Exercices -
(a) Recopiez le passage du texte sur le secret du délibéré qui va de « Normalement, les juridictions » jusqu’à « du juge unique). ».
(b) Les affirmations suivantes sont-elles conformes au texte sur le secret du délibéré ? Répondez par oui ou par non et citez les mots du texte qui justifient chaque réponse.
(i) Dans le système dit continental, on sait en général si un jugement a été rendu à l’unanimité des juges ou à la majorité.
(ii) Au Royaume-Uni, un juge en désaccord avec la majorité de ses collègues a le droit de rendre publique son opinion minoritaire.
(iii) Une opinion concordante approuve la solution mais conteste le raisonnement qui y aboutit.
(c) D’après le texte sur le secret du délibéré, comment appelle-t-on l’opinion d’un juge qui est en désaccord avec la solution ?

Extrait du document -
☆ ☆ ☆
Normalement, les juridictions observent le secret du délibéré : le public a bien sûr le droit de connaître les jugements et ceux-ci sont publics, mais ce que chaque juge a décidé et ce qu’il a dit au cours des délibérations n’a pas à être connu.
Dans la majorité des pays, en tout cas dans le système dit continental, on ne sait même pas, en général, si un jugement a été rendu à l’unanimité des juges ou à la majorité. Et l’opinion de chacun des juges n’est donc pas divulguée : seul compte le jugement global, qui est collégial (sauf bien entendu dans les cas du juge unique).
Dans les pays de tradition anglo-saxonne au contraire, et notamment au Royaume-Uni et aux Etats-Unis d’Amérique, la pratique est depuis longtemps qu’un juge qui n’est pas d’accord avec la majorité de ses collègues et donc avec le jugement a le droit de rendre publique son opinion minoritaire. Elle est appelée dissidente s’il est en désaccord avec la solution, concordante s’il approuve la solution mais n’est pas d’accord avec le raisonnement qui aboutit à cette solution.
☆ ☆ ☆
Données présentées -
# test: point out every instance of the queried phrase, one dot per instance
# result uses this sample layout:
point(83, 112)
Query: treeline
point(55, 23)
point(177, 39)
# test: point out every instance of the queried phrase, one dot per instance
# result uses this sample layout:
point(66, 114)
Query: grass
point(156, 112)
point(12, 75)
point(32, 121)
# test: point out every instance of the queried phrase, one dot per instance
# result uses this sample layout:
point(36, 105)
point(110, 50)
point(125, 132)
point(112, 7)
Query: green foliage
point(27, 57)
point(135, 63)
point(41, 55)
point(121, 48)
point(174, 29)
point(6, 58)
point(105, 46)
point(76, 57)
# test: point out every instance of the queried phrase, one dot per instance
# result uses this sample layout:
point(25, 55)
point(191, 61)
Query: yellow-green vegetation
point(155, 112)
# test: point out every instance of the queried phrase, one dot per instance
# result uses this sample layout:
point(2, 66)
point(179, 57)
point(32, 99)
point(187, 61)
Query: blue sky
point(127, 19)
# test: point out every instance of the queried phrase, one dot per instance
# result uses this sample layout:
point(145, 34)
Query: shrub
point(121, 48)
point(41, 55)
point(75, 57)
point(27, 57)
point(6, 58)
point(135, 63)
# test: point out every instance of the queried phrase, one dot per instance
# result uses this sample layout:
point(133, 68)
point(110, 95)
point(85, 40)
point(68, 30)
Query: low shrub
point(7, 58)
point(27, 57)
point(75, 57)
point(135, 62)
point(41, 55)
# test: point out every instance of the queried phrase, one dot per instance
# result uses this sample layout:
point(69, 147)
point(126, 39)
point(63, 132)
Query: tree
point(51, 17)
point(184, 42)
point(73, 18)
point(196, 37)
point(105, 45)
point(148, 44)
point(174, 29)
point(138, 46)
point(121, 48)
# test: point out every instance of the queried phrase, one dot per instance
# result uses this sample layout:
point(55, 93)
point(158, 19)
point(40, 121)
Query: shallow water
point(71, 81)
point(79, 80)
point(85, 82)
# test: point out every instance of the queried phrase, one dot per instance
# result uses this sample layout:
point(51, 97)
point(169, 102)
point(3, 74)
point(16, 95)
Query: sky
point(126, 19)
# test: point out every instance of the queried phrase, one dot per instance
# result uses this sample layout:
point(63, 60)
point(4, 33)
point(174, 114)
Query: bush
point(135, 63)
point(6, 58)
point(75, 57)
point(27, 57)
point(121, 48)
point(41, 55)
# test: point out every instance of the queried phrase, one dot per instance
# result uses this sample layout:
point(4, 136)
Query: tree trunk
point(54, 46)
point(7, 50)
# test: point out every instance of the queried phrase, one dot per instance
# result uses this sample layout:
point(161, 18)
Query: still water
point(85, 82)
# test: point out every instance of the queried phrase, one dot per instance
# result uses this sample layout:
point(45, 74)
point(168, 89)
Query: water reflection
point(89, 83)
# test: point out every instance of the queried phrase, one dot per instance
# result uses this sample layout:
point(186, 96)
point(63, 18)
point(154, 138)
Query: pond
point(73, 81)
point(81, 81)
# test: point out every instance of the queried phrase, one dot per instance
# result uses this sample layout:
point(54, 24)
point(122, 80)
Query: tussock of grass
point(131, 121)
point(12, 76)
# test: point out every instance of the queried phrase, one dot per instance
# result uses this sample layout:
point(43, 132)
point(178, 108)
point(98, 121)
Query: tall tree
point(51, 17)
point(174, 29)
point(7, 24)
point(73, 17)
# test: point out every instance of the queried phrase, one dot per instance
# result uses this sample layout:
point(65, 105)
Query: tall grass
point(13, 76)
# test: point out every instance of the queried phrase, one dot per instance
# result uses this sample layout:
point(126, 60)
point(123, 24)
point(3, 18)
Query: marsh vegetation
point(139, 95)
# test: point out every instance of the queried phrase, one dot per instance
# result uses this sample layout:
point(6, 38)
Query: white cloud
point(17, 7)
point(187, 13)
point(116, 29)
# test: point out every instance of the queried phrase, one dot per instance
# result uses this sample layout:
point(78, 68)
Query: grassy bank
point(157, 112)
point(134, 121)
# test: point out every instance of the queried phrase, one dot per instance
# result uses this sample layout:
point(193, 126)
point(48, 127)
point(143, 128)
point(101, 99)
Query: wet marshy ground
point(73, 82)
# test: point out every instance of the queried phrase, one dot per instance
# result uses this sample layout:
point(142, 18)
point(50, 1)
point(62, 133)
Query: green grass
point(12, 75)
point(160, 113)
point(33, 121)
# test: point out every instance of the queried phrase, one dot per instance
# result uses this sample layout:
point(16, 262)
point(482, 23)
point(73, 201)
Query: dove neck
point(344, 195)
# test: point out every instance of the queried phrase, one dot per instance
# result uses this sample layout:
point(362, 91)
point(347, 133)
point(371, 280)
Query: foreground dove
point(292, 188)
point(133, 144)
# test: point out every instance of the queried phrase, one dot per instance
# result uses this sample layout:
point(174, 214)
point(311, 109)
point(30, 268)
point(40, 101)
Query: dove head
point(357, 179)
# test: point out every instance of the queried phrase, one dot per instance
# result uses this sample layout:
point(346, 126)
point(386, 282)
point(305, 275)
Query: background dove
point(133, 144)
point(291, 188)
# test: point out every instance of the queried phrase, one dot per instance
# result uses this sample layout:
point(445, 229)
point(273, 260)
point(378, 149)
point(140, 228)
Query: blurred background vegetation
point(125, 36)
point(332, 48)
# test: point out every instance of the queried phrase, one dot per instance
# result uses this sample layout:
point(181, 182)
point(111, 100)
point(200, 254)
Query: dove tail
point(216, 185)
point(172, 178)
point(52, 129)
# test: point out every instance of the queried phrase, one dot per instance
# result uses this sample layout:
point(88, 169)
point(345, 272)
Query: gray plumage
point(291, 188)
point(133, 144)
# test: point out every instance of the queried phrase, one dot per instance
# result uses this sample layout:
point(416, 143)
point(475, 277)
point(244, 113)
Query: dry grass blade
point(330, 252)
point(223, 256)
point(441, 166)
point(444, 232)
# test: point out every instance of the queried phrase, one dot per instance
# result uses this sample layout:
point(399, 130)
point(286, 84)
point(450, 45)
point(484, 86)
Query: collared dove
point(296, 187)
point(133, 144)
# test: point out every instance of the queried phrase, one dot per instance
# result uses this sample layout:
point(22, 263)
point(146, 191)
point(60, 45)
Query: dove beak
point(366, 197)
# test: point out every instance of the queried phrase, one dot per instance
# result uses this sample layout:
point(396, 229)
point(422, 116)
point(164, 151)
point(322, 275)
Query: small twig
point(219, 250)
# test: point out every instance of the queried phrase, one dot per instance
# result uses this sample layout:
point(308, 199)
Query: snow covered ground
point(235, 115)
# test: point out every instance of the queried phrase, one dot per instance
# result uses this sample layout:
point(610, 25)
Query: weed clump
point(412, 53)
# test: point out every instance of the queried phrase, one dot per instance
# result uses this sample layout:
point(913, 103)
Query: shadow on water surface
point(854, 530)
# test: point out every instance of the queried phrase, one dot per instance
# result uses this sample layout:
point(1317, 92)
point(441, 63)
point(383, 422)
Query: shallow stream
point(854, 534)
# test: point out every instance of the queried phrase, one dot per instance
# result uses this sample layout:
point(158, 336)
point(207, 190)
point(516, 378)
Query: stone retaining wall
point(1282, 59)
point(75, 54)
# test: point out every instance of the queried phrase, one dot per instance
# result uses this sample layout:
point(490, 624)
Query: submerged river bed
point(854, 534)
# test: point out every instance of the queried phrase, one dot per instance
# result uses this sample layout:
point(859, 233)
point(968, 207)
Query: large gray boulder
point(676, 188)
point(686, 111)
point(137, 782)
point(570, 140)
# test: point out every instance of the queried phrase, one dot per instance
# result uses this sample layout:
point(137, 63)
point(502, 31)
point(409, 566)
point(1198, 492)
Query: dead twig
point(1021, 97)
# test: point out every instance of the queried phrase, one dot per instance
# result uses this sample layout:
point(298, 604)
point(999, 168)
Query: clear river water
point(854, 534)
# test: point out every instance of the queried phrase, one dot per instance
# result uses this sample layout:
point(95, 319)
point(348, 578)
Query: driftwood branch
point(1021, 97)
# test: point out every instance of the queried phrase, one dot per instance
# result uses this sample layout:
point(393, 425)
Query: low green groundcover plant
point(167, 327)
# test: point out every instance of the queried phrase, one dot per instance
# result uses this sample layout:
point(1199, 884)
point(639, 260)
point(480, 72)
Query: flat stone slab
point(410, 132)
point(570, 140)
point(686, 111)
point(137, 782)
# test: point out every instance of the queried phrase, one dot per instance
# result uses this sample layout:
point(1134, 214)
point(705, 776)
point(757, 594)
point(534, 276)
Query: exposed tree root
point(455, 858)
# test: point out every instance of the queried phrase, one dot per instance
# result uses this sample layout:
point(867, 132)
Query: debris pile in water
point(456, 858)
☆ ☆ ☆
Corrigé des exercices -
(a)
Normalement, les juridictions observent le secret du délibéré : le public a bien sûr le droit de connaître les jugements et ceux-ci sont publics, mais ce que chaque juge a décidé et ce qu’il a dit au cours des délibérations n’a pas à être connu.
Dans la majorité des pays, en tout cas dans le système dit continental, on ne sait même pas, en général, si un jugement a été rendu à l’unanimité des juges ou à la majorité. Et l’opinion de chacun des juges n’est donc pas divulguée : seul compte le jugement global, qui est collégial (sauf bien entendu dans les cas du juge unique).

(b)
(i) Non : « on ne sait même pas, en général, si un jugement a été rendu à l’unanimité des juges ou à la majorité ».
(ii) Oui : « un juge qui n’est pas d’accord avec la majorité de ses collègues et donc avec le jugement a le droit de rendre publique son opinion minoritaire ».
(iii) Oui : « concordante s’il approuve la solution mais n’est pas d’accord avec le raisonnement qui aboutit à cette solution ».

(c) Elle est appelée dissidente.